- WORK INSTRUCTIONS -
Turn every line of the data below into a numbered list, skipping blank lines. Leave the pictures out.

• • • •

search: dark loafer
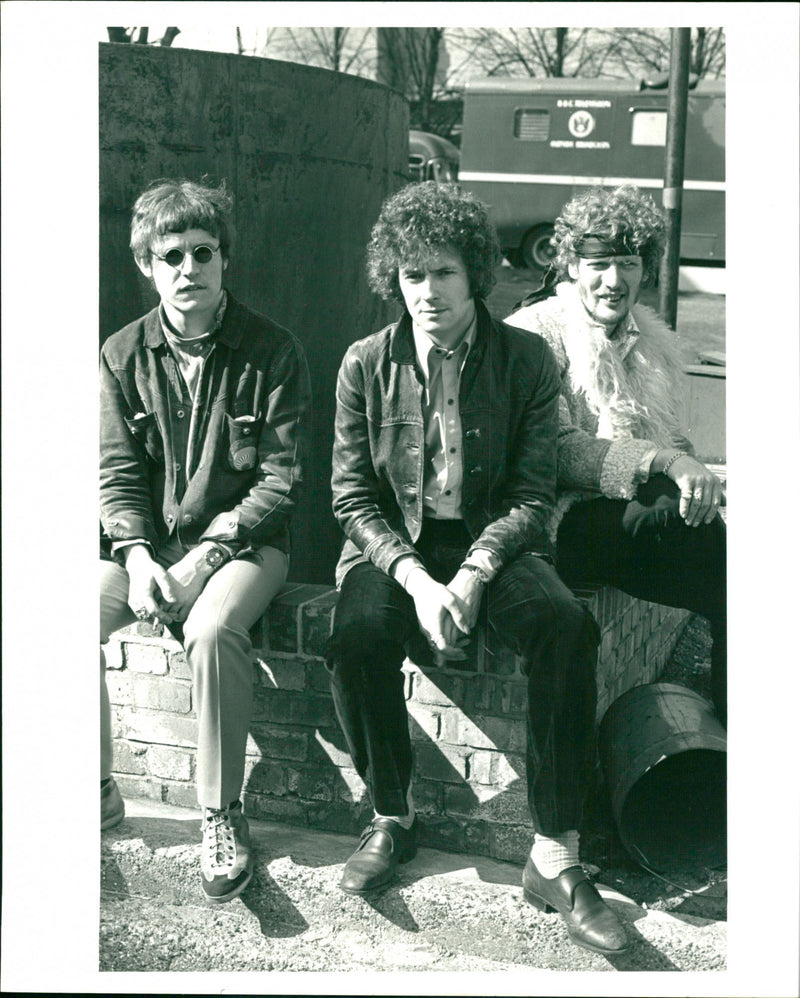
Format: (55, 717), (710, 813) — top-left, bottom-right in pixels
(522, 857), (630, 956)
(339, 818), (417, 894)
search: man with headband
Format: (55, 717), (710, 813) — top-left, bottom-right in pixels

• • • •

- CORRECT ANSWER -
1. search: dark loafer
2. Format: (55, 717), (710, 813) — top-left, bottom-right in pixels
3. (522, 857), (630, 956)
4. (339, 818), (417, 894)
5. search: man with headband
6. Format: (55, 717), (710, 813) — top-left, bottom-right in pixels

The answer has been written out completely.